DATASET EXCERPTS —
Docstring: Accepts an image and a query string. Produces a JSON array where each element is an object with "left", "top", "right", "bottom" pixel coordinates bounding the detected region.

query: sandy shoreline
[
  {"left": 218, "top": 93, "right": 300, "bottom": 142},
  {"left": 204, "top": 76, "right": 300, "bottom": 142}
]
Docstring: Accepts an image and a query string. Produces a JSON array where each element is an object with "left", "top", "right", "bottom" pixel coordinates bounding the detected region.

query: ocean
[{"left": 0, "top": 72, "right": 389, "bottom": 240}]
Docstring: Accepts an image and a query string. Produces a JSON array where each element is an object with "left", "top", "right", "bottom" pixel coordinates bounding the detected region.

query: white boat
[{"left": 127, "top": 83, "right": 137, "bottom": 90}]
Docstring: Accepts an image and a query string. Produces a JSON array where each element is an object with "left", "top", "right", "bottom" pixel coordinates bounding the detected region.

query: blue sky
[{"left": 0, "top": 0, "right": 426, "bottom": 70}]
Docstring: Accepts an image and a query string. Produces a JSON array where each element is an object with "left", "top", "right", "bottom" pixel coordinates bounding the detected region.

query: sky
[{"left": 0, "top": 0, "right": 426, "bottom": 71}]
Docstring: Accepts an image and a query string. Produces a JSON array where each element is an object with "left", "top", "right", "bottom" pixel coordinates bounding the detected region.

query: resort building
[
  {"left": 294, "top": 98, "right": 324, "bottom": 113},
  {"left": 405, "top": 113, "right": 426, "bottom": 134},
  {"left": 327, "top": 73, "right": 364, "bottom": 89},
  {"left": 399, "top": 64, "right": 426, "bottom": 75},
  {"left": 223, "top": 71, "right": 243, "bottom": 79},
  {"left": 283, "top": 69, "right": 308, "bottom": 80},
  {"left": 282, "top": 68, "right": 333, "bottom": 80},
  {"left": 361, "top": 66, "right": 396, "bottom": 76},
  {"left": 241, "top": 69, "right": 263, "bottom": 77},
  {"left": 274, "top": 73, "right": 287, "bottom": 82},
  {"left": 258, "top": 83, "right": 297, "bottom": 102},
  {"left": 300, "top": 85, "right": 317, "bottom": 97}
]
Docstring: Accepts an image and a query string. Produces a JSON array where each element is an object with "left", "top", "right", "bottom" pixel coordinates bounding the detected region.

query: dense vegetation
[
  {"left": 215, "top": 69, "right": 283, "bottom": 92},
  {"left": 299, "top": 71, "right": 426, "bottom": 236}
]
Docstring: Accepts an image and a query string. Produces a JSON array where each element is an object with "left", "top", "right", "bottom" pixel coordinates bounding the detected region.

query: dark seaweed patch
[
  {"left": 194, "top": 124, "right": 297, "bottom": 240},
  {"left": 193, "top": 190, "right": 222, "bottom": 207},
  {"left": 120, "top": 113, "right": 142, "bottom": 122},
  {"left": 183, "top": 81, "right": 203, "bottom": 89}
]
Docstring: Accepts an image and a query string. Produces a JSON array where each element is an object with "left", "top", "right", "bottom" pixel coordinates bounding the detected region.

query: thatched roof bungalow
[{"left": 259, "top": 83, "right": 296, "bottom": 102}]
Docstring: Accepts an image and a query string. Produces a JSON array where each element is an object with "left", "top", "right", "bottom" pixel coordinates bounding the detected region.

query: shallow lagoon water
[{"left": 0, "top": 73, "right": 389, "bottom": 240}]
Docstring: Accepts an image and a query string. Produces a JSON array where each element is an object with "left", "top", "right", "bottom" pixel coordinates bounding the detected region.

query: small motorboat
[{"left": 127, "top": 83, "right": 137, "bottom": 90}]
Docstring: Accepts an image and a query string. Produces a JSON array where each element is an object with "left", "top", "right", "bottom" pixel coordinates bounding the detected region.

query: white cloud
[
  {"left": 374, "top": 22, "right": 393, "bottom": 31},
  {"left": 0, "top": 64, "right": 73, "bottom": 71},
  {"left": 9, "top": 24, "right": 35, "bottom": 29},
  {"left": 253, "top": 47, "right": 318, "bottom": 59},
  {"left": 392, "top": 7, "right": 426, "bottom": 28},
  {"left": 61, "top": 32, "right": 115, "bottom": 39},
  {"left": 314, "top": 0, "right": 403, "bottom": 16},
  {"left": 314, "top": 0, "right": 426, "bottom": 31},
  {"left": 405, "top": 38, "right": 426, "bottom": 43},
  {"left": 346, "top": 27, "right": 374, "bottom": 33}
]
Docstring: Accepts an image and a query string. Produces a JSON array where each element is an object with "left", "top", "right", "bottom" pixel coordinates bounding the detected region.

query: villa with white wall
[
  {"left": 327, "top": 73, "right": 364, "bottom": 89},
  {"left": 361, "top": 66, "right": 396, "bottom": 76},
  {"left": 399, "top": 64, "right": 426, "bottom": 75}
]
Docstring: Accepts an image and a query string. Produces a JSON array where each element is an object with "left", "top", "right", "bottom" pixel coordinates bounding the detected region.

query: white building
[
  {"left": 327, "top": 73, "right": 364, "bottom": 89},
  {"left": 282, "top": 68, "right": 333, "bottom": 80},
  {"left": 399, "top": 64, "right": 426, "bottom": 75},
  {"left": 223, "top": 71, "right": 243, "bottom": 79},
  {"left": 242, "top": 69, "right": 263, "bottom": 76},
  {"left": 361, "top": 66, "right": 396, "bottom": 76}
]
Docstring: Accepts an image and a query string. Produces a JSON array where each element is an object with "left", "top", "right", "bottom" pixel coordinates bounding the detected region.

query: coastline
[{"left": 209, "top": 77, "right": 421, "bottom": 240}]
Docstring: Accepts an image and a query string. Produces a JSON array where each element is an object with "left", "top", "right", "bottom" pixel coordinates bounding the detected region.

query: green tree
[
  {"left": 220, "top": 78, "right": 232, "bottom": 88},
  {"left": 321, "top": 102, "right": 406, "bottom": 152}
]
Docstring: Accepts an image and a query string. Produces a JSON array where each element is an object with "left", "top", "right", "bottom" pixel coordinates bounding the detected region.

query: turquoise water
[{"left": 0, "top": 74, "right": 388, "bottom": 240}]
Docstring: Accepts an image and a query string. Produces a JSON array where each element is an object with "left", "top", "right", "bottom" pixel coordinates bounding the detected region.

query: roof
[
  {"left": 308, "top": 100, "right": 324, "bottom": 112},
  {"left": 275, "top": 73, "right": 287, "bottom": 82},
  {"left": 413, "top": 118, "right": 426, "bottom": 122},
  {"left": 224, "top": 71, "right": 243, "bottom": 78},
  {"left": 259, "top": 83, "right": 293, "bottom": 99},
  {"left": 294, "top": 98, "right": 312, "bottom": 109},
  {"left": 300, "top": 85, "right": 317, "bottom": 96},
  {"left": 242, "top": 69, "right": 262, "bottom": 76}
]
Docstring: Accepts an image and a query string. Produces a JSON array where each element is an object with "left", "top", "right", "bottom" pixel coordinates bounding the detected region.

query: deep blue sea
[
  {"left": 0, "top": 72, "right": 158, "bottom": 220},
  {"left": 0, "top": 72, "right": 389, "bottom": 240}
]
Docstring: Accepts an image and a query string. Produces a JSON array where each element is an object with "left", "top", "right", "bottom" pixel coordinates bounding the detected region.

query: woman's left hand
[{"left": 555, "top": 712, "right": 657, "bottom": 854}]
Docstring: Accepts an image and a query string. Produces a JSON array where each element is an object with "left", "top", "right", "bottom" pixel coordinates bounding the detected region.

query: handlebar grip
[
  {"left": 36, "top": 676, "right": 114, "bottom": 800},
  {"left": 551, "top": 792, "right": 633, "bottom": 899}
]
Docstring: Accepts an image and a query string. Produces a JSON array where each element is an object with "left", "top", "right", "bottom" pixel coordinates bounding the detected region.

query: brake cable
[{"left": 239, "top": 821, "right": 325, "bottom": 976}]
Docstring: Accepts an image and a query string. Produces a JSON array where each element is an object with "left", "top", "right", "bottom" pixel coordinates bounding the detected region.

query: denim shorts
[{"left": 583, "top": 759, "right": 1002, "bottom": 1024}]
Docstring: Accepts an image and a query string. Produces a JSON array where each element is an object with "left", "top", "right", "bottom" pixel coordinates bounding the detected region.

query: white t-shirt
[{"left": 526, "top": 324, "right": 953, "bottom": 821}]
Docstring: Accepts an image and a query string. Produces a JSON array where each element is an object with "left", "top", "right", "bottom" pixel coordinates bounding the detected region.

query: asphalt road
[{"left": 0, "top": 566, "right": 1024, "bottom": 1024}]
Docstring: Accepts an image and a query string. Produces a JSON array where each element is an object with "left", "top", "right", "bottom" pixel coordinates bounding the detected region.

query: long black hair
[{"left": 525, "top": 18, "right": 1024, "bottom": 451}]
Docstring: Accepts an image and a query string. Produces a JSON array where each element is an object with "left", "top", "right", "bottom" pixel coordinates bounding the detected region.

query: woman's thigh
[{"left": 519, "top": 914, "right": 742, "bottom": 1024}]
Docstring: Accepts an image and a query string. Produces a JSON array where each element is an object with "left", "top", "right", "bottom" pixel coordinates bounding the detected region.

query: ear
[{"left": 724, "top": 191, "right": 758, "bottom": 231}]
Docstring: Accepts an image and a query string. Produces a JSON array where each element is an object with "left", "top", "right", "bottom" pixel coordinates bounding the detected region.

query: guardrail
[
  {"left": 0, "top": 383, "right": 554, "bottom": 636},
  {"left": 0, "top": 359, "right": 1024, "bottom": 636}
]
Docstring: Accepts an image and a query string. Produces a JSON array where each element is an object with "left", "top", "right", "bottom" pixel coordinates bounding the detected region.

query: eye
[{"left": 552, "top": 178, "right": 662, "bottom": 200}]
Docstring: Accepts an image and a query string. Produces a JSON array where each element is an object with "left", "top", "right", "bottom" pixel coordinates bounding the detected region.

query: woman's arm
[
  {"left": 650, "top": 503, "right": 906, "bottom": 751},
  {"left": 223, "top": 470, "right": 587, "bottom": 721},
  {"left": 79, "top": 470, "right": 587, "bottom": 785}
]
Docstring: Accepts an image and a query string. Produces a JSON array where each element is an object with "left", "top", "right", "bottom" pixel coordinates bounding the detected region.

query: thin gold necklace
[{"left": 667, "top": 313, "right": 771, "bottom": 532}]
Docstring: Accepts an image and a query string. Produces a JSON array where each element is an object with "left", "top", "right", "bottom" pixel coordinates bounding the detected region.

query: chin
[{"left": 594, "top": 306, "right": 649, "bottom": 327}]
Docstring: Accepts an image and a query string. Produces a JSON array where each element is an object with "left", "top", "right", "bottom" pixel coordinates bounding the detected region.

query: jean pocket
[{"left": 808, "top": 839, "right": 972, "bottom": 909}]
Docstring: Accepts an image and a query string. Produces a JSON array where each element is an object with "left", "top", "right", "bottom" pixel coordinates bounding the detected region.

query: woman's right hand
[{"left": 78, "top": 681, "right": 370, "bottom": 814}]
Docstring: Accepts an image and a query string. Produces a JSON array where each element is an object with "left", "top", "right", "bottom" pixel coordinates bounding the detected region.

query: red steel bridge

TASK STATEMENT — Locate every line in the items above that contains the string "roof" and reproduce each of those lines verbatim.

REPLY TO THE TASK —
query: thatched roof bungalow
query: roof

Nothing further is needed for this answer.